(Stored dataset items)
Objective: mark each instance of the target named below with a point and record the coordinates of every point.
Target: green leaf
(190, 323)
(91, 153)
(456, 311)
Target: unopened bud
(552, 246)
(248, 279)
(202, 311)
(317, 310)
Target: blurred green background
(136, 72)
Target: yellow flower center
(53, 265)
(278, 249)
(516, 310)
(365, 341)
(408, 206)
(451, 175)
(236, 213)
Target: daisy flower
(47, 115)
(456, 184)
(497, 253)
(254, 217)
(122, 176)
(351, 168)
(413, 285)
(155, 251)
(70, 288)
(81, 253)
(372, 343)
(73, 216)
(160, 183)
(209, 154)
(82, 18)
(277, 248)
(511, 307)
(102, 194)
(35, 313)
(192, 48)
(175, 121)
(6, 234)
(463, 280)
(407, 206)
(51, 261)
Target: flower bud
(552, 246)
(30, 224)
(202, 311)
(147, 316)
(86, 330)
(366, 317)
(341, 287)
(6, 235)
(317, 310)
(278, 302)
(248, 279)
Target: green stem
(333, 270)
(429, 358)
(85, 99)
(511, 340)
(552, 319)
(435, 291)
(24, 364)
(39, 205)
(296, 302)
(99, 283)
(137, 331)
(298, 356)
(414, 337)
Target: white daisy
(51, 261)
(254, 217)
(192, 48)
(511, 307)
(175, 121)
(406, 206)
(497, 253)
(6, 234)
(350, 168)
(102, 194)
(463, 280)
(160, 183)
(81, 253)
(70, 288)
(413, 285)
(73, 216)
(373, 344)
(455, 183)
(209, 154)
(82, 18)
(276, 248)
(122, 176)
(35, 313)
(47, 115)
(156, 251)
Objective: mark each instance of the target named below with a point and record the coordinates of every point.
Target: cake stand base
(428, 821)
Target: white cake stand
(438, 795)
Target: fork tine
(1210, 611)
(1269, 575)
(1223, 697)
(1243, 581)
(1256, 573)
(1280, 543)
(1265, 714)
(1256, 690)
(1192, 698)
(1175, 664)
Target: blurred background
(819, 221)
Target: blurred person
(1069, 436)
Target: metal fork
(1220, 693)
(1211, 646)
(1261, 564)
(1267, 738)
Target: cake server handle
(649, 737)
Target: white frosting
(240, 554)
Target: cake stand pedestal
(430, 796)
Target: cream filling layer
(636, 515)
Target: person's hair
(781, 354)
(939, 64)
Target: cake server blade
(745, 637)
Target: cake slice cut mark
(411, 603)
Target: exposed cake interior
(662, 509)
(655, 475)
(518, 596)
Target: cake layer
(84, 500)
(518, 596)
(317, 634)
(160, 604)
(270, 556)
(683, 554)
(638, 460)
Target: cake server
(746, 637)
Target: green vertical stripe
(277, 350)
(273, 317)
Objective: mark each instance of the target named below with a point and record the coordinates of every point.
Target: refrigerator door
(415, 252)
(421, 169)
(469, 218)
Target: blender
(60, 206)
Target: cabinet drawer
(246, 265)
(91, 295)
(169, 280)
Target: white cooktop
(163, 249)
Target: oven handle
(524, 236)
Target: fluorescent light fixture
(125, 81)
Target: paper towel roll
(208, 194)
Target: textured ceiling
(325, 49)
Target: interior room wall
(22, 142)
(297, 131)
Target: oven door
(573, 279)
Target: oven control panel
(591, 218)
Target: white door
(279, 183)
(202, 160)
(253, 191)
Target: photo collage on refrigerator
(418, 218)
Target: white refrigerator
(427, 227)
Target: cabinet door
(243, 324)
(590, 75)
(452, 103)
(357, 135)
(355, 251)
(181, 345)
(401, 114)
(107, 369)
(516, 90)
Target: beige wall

What you should do »
Please output the entries above, every line exactly as it reads.

Task result »
Objective: mark each instance of the target named below with a point and record the coordinates of every point.
Target: green leaf
(190, 323)
(91, 153)
(456, 311)
Target: unopened bud
(552, 246)
(248, 279)
(202, 311)
(317, 310)
Target: blurred green background
(136, 72)
Target: yellow flower center
(53, 265)
(278, 249)
(516, 310)
(365, 341)
(408, 206)
(451, 175)
(236, 213)
Target: daisy flower
(47, 115)
(456, 184)
(497, 253)
(254, 217)
(122, 176)
(351, 168)
(413, 285)
(155, 251)
(70, 288)
(81, 253)
(372, 343)
(73, 216)
(160, 183)
(209, 154)
(82, 18)
(277, 248)
(511, 307)
(102, 194)
(35, 313)
(192, 48)
(175, 121)
(6, 234)
(463, 280)
(407, 206)
(51, 261)
Target: flower bud
(552, 246)
(30, 224)
(202, 311)
(147, 316)
(86, 330)
(366, 317)
(341, 287)
(6, 235)
(317, 310)
(278, 302)
(248, 279)
Target: green stem
(333, 270)
(429, 358)
(85, 99)
(511, 340)
(552, 319)
(435, 291)
(24, 364)
(39, 205)
(296, 302)
(99, 283)
(137, 331)
(298, 356)
(414, 337)
Target: white daisy
(51, 261)
(254, 217)
(192, 48)
(511, 307)
(175, 121)
(406, 206)
(497, 253)
(6, 234)
(350, 168)
(102, 194)
(463, 280)
(160, 183)
(81, 253)
(70, 288)
(413, 285)
(73, 216)
(373, 344)
(455, 183)
(209, 154)
(82, 18)
(276, 248)
(122, 176)
(35, 313)
(47, 115)
(156, 251)
Objective: mark each instance of the target named below with a point and record the coordinates of every point.
Target: cake stand base
(428, 821)
Target: white cake stand
(438, 795)
Target: fork tine
(1210, 611)
(1269, 575)
(1223, 697)
(1243, 581)
(1256, 573)
(1280, 543)
(1265, 714)
(1256, 690)
(1192, 698)
(1175, 664)
Target: blurred background
(819, 221)
Target: blurred person
(1069, 436)
Target: metal fork
(1220, 693)
(1211, 646)
(1261, 564)
(1267, 738)
Target: cake server handle
(649, 737)
Target: white frosting
(240, 554)
Target: cake stand pedestal
(430, 796)
Target: cream filling layer
(636, 515)
Target: person's hair
(781, 354)
(939, 64)
Target: cake server blade
(745, 637)
Target: cake slice cut mark
(411, 603)
Target: exposed cake interior
(662, 509)
(655, 475)
(518, 596)
Target: cake layer
(84, 500)
(518, 596)
(317, 634)
(160, 604)
(270, 556)
(683, 554)
(638, 460)
Target: cake server
(746, 637)
Target: green vertical stripe
(277, 350)
(273, 317)
Objective: mark each instance of the target named below with a point and record the coordinates of every point.
Target: refrigerator door
(415, 252)
(421, 169)
(469, 218)
Target: blender
(60, 206)
Target: cabinet drawer
(246, 265)
(91, 295)
(169, 280)
Target: white cooktop
(163, 249)
Target: oven handle
(524, 236)
Target: fluorescent light fixture
(125, 81)
Target: paper towel roll
(208, 194)
Target: textured ceiling
(325, 49)
Target: interior room wall
(22, 142)
(297, 131)
Target: oven door
(573, 279)
Target: oven control panel
(591, 218)
Target: white door
(279, 183)
(202, 160)
(253, 191)
Target: photo collage on refrigerator
(418, 218)
Target: white refrigerator
(427, 227)
Target: cabinet door
(243, 324)
(590, 75)
(452, 103)
(357, 135)
(355, 251)
(181, 345)
(401, 114)
(107, 369)
(516, 90)
Target: beige wall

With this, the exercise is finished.